*** Exercise text Section Begins ***

Cordyceps, Cordyceps sinensis: This group of mushrooms is called upon for mental clarity and athletic performance — an ideal mushroom to shine in a business meeting or run a half marathon. Cordyceps enhances your yang, or your transformative, hot and excitable qualities and therefore increases libido, endurance and muscle tone.


Oyster, Pleurotus betulinus: This one you may have come across in your gourmet dinner adventuring, as it is an of-the-moment ingredient in the restaurant world. Oyster mushrooms are like a booster shot for your immune system by bringing a more alkaline food into your microbiome, as well as providing ample fiber and folate to help those with an iron deficiency.  


Brazilian Blazei, Agaricus blazei: With humble roots in a small Brazilian village called Piedade, this variety packs a major nutrient punch, containing polysaccharides called beta-glucans which tone down inflammation and heal the immune system. In addition, clinical tests have been run with the Blazei to show its positive effects on liver function and aid with insulin resistance.


Ice-Man Fungus, Fomes fomentarius: It reads like an adventure novel akin to Moby Dick; 5000 years ago, the “iceman” died on an alpine glacier but was survived by 3 fungal objects. This specific type of mushroom, also known as Tinder polypore, has been researched extensively and the medical yield is pretty astounding. The Chinese have used it for cancers, particularly in the esophagus, stomach, and uterus. It has also been used as a diuretic and natural laxative, being extremely detoxifying to the GI tract.


Maitake, Grifola frondosa: A Japanese variety, grown in little flocks and therefore nicknamed “the hen of the woods” (how quaint!), Maitake is excellent at regulating blood sugar, lowering blood pressure, and an excellent source for Vitamin D2  a vitamin we’re learning more and more about, as it's important for neurological, endocrine and lymphatic health. Maitake also contains D-Fraction, a polysaccharide that combats breast and bladder cancer cells.


Lion’s Mane, Hericium erinaceus: Ancient physicians and modern doctors alike recognize the restorative and memory-enhancing qualities of Lion’s Mane, which visually resembles the lustrous locks of the King of Pride Rock. It has been shown to increase Nerve Growth Factors in the human brain, improve nerve regeneration, and create protectant for neural pathways. All of this noggin-lovin’ leads to enhanced memory, better reasoning, and less of a chance for Alzheimer’s, Parkinson’s, anxiety and depression. They also call this guy the "tofu of the mushroom kingdom", as it looks, tastes, and feels a lot like it. Sauté in some coconut oil, and prepare to be amazed.

*** Exercise text Section Ends ***
*** Supplied records Section Begins ***

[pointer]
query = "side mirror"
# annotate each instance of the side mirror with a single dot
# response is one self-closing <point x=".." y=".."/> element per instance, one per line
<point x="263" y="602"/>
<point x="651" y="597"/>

*** Supplied records Section Ends ***

→ **Tasks for this exercise**:
A. Reproduce the part of the mushroom text that opens with the words containing "Oyster, Pleurotus betulinus: This" and closes with "with insulin resistance.".
B. Continue the text on medicinal mushrooms from its last sentence.

→ **List of answers**:
A.
Oyster, Pleurotus betulinus: This one you may have come across in your gourmet dinner adventuring, as it is an of-the-moment ingredient in the restaurant world. Oyster mushrooms are like a booster shot for your immune system by bringing a more alkaline food into your microbiome, as well as providing ample fiber and folate to help those with an iron deficiency.  


Brazilian Blazei, Agaricus blazei: With humble roots in a small Brazilian village called Piedade, this variety packs a major nutrient punch, containing polysaccharides called beta-glucans which tone down inflammation and heal the immune system. In addition, clinical tests have been run with the Blazei to show its positive effects on liver function and aid with insulin resistance.

B.
Reishi, Ganoderma lucidum: We recently waxed poetic about this one, but here’s what you need to know: It’s one of the most potent adaptogens on the planet, it aids in immune health, lowers blood pressure, regulates blood sugar and can help regulate mood and the oxidative effects of stress. #mushroomgoals


Turkey Tail, Coriolus versicolor: On Turkey Tail's resumé: can help restore bone marrow, is anti-inflammatory, and can excrete antiviral compounds specifically aimed to fight HPV and hep-C that can lead to liver cancer. Whoa, baby.


Shiitake, Lentinula edodes: We look to shiitake for its abundance of linoleic acid, and copper, which the body cannot produce itself but craves in order to perform at its peak and for optimal heart health. It’s also a ninja, fighting off pathogens and viruses thanks to lentinan, a powerful antifungal protein.

And that’s just the tip of the nutritional iceberg! What we love most about mushrooms is how easy they are to incorporate in your meals already, and health food companies have seized the moment and taken a liking to these superhero spores  Sakara has taken the lead too! Shrooms offer a cumulative effect, meaning, their healing benefits will electrify your life the more you regularly that you consume them. In powdered form, they are almost too easy to boost your smoothies, juices, tonics, salad dressings, soups, stews, baked goods  the world is your oyster (oyster mushroom, that is).